## BEGIN TASK INPUT

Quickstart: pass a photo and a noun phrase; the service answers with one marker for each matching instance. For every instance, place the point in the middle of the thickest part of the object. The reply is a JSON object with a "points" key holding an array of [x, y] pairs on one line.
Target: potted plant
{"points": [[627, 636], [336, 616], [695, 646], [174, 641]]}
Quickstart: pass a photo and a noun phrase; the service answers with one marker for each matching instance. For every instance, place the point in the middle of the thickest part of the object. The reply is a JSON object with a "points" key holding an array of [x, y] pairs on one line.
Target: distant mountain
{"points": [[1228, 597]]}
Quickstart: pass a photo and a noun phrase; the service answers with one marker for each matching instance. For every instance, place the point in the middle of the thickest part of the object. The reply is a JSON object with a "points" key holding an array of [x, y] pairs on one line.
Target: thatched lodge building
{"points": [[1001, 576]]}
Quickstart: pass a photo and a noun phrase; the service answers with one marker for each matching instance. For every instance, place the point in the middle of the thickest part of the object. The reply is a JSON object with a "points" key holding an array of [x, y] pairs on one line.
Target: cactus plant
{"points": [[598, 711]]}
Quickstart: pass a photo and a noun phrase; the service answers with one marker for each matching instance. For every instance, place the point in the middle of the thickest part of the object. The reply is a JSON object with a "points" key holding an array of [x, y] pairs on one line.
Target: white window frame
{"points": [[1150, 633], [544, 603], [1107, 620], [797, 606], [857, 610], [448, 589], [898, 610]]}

## END TASK INPUT

### WHAT IS ASKED
Extract each line of the data above that contains the string "plant", treating uppercase and lowercase letters as different.

### WRITTEN RESPONSE
Target: potted plant
Target: cactus plant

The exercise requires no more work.